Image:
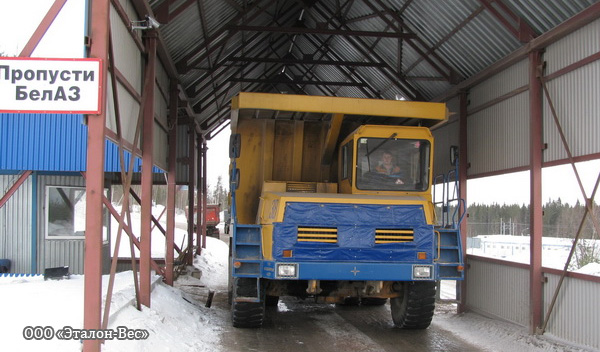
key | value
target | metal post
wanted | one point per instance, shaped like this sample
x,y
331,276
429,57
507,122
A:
x,y
94,186
462,177
204,192
200,219
191,174
147,163
535,165
171,184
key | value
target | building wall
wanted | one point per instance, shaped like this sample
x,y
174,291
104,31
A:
x,y
17,226
498,109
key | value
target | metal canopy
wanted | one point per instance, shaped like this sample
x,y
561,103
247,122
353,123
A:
x,y
380,49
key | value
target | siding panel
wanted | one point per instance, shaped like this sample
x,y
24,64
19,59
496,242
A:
x,y
498,290
15,225
576,315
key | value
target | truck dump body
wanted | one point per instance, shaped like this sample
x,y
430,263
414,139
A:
x,y
332,199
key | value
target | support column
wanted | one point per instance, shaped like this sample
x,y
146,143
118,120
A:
x,y
204,191
171,184
462,179
535,205
147,163
191,175
200,209
94,185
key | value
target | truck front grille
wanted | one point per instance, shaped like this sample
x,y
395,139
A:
x,y
301,187
317,234
394,235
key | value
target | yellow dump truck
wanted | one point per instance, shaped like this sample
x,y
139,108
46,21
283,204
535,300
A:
x,y
332,200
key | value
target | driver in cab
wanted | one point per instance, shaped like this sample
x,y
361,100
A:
x,y
387,167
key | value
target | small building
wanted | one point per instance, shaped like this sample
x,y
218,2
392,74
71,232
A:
x,y
42,224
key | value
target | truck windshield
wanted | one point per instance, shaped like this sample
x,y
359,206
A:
x,y
392,164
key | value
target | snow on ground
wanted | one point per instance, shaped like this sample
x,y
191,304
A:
x,y
177,322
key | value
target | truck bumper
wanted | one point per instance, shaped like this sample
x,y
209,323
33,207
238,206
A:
x,y
348,271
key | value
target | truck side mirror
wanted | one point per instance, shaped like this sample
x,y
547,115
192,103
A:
x,y
453,154
235,146
235,179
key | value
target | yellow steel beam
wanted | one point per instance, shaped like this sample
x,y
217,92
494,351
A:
x,y
340,105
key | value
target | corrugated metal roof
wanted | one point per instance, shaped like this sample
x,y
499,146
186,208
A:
x,y
454,40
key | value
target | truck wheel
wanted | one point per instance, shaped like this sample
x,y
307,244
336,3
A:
x,y
413,309
351,301
246,314
373,301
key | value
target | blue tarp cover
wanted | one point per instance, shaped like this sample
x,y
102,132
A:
x,y
356,224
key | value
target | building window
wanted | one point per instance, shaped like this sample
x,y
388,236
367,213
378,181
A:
x,y
65,213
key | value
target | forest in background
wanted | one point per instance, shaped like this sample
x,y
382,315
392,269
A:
x,y
559,220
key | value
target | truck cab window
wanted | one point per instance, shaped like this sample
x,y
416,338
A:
x,y
393,164
347,161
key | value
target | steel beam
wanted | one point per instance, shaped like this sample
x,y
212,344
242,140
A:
x,y
522,31
462,179
39,33
535,205
203,187
14,188
304,30
293,61
199,195
308,83
189,258
99,14
171,184
147,164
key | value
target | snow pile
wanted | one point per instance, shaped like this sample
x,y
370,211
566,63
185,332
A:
x,y
213,263
590,269
177,319
492,334
31,301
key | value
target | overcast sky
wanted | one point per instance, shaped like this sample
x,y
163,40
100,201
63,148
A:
x,y
19,19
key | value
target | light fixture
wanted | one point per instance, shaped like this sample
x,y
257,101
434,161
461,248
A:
x,y
148,23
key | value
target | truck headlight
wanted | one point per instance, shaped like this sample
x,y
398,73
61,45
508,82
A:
x,y
287,270
422,271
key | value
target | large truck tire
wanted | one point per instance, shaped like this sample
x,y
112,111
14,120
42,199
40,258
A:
x,y
246,314
373,301
414,308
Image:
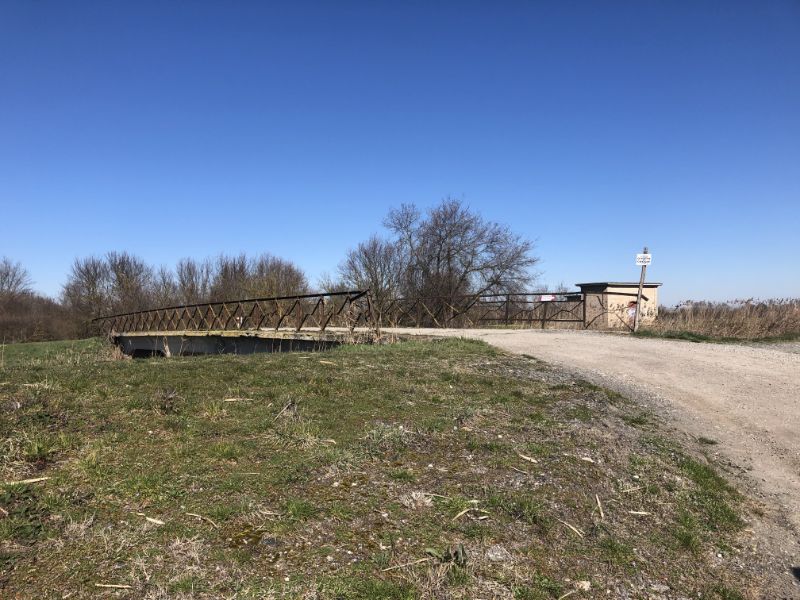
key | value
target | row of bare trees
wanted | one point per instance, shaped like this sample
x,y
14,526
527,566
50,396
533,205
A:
x,y
24,314
121,282
443,254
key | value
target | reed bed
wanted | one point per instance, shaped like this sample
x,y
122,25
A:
x,y
743,319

┄┄┄┄┄┄┄┄┄┄

• [Exercise requirements]:
Restate the whole of the material word for word without the pictures.

• [Exercise result]:
Image:
key | value
target | metal post
wanted | one point per instance, shaped like this sample
x,y
331,276
429,57
507,122
A:
x,y
94,186
462,177
204,192
200,219
191,174
147,163
535,165
171,184
key | value
target | building wall
wanted | one point per instance, shaped like this sample
x,y
174,291
104,31
A:
x,y
17,226
498,109
key | value
target | metal canopy
wanted | one point per instance, shaped like this sample
x,y
561,103
247,122
353,123
A:
x,y
380,49
key | value
target | siding panel
wanted | one point per instance, shaped like this sample
x,y
24,64
19,59
496,242
A:
x,y
498,290
15,225
576,315
key | value
target | truck dump body
wanted | one point per instance, shaped like this sample
x,y
430,263
414,139
A:
x,y
332,199
key | value
target | support column
wanted | one point per instance, shaped like this sample
x,y
146,143
118,120
A:
x,y
204,191
171,184
462,179
535,205
147,163
191,175
200,209
94,185
key | value
target | truck front grille
wanted | one point per instance, shaped like this sample
x,y
395,139
A:
x,y
301,187
317,234
394,235
key | value
target | yellow dump truck
wanted | one point per instance, shaped like this sample
x,y
139,108
46,21
283,204
535,300
A:
x,y
332,200
key | value
target | driver in cab
wanted | one point per instance, shaped like this sample
x,y
361,100
A:
x,y
387,167
key | value
target | small building
wanted | one point per instance, shaped like this sample
x,y
218,2
392,74
71,232
A:
x,y
42,224
key | value
target | truck windshield
wanted | one point per instance, shaped like this sample
x,y
359,206
A:
x,y
392,164
key | value
target | snow on ground
wanted | one point per instance, shaped like this sample
x,y
191,304
A:
x,y
177,322
key | value
target | truck bumper
wanted | one point per instance, shaped like this sample
x,y
209,323
33,207
238,206
A:
x,y
348,271
key | value
target | truck side mirror
wanted | one point per instance, shaped like this sample
x,y
547,115
192,103
A:
x,y
453,154
235,146
235,179
key | value
target | yellow steel beam
wanted | one point per instance, shaped like this sample
x,y
217,92
494,351
A:
x,y
340,105
key | value
target | corrugated metal roof
wanted | one point per instance, shaped like this sample
x,y
499,146
186,208
A:
x,y
454,40
key | value
target | truck wheel
wanted | one point per instance, shaped like this sample
x,y
307,244
336,3
A:
x,y
413,309
351,301
246,314
373,301
key | value
target | blue tarp cover
wanted | one point per instance, shaped like this sample
x,y
102,132
A:
x,y
356,224
key | value
target | building window
wanted | one point per instance, shaped like this sample
x,y
388,236
367,213
378,181
A:
x,y
65,213
key | value
target | forest in background
wanted | one point per instance, shaped like this sample
x,y
382,315
392,269
A:
x,y
559,220
key | value
target | truck cab window
wanted | one point per instance, shaped like this sample
x,y
416,338
A:
x,y
393,164
347,161
key | value
target | steel beam
wanted | one point per instance, shaped like this sample
x,y
212,344
242,140
A:
x,y
522,31
462,179
39,33
535,205
203,187
14,188
304,30
293,61
199,195
308,83
189,258
99,14
171,184
147,164
key | value
target | snow pile
wanted | one point per instance, shaped like this sample
x,y
370,211
566,63
185,332
A:
x,y
213,263
590,269
177,319
492,334
31,301
key | value
target | overcast sky
wanted | one point per instance, shaped like this sample
x,y
163,40
100,201
63,148
A:
x,y
19,19
key | value
target | light fixture
wanted | one point per instance, shaped like this sample
x,y
257,101
434,161
461,248
A:
x,y
148,23
key | value
target | truck headlight
wanted | one point per instance, shaped like this sample
x,y
398,73
61,45
508,82
A:
x,y
287,270
422,271
key | value
target | large truck tire
wanted | one point per instance, shaped like this sample
x,y
112,111
14,120
42,199
40,258
A:
x,y
246,314
373,301
414,308
Image:
key | value
target | row of bare trees
wanted | one point per instance, shaped like this sample
x,y
14,526
527,566
50,396
533,205
A:
x,y
24,314
121,282
443,254
key | value
target | reed bed
wanted | one point per instance, shaped like this sample
x,y
122,25
A:
x,y
743,319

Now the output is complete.